| About this task |
Count the lines below that contain the string "after", treating uppercase and lowercase letters as distinct. Reply with the number alone.

| Provided records |

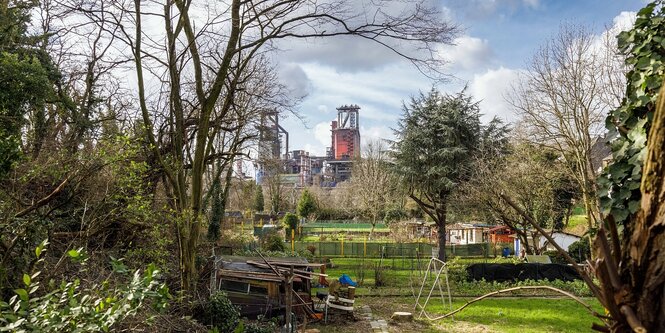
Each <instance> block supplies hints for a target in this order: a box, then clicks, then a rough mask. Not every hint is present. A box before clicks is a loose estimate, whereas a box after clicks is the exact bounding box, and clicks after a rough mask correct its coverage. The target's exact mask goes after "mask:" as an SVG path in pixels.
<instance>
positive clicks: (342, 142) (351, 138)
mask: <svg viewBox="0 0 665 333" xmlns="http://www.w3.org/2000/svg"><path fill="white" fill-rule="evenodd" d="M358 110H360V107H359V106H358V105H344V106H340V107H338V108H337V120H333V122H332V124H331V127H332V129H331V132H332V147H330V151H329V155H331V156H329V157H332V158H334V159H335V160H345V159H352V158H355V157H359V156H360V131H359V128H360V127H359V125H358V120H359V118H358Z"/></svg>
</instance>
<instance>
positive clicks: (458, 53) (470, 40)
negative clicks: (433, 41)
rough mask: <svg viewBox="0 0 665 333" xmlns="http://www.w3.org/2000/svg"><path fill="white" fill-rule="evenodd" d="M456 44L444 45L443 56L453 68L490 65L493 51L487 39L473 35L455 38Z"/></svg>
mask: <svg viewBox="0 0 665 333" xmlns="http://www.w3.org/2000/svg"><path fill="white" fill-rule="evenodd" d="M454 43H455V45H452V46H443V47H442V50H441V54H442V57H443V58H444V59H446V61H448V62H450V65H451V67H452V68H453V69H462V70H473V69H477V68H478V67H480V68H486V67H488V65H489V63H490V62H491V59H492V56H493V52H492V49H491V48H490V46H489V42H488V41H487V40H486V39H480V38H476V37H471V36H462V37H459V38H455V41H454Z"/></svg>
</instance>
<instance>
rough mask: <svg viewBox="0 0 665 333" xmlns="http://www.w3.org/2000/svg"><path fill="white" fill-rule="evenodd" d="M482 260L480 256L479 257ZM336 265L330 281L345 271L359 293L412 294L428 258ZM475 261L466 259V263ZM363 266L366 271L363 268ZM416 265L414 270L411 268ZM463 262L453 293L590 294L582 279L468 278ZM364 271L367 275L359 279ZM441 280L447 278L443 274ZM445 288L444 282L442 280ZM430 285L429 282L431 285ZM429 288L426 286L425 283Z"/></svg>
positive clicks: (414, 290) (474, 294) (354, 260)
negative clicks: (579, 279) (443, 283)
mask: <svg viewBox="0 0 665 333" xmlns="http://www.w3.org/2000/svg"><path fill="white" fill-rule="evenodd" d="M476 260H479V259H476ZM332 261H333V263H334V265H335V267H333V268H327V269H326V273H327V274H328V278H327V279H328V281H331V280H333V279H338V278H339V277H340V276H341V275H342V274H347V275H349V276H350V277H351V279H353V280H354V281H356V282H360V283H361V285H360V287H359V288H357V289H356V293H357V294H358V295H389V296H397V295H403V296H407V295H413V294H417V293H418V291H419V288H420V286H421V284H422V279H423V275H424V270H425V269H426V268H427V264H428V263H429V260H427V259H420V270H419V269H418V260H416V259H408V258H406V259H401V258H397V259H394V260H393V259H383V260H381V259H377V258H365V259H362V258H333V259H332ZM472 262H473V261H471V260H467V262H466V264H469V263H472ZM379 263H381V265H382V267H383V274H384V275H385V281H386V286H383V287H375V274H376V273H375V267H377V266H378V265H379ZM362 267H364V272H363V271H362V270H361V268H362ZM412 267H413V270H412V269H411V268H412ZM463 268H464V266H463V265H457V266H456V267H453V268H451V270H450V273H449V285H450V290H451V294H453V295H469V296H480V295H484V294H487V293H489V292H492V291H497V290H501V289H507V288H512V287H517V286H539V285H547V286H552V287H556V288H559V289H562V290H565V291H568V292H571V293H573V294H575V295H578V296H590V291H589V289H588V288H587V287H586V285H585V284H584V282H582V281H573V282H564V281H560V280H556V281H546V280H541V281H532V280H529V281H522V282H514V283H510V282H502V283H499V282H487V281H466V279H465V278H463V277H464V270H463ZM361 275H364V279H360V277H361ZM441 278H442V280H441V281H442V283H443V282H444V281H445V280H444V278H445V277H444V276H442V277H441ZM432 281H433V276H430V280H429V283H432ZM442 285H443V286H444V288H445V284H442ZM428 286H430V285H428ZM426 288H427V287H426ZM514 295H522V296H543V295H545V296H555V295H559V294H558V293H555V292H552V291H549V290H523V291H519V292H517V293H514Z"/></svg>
...
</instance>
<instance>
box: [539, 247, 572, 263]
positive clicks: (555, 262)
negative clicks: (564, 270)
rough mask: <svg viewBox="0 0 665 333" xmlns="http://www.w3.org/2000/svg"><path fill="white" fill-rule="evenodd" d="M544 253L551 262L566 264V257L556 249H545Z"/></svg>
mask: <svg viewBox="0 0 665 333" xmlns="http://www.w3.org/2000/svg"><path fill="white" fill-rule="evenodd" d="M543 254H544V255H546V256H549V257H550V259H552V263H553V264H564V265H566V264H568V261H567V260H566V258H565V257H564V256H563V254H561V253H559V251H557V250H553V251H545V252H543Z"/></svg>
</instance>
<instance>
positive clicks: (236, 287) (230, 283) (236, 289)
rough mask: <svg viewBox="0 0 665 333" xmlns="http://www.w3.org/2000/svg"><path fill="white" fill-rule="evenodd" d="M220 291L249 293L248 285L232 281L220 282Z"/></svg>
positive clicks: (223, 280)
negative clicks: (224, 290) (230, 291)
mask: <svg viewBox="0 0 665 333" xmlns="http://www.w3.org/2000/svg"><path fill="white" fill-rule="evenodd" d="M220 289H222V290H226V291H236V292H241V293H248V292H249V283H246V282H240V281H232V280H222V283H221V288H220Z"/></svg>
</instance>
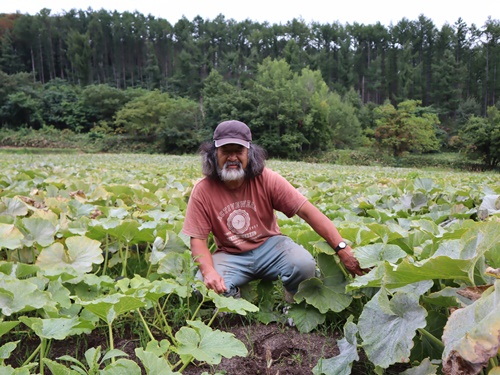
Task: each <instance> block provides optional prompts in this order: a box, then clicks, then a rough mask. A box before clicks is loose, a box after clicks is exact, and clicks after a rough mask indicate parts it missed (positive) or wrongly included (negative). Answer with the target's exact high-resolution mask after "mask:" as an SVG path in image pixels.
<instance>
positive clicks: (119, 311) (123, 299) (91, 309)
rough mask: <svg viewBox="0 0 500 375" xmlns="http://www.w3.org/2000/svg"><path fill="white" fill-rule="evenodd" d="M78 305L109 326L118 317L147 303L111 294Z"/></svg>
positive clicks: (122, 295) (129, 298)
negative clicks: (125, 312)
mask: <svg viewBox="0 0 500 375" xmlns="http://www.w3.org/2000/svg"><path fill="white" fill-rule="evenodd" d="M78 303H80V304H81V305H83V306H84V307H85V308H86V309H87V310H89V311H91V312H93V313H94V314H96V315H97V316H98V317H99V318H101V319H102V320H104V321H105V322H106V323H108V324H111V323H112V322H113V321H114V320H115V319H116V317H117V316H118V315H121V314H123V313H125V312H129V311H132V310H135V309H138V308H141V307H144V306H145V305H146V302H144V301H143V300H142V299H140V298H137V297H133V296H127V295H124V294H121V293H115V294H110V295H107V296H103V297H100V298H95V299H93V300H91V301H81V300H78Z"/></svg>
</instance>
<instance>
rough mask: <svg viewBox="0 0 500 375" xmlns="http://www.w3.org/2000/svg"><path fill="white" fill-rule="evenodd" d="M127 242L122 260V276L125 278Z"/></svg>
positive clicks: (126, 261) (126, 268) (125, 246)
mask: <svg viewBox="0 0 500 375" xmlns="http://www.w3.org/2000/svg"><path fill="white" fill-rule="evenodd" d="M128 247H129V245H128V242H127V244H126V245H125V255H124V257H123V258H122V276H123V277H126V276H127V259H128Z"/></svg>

| Answer section |
2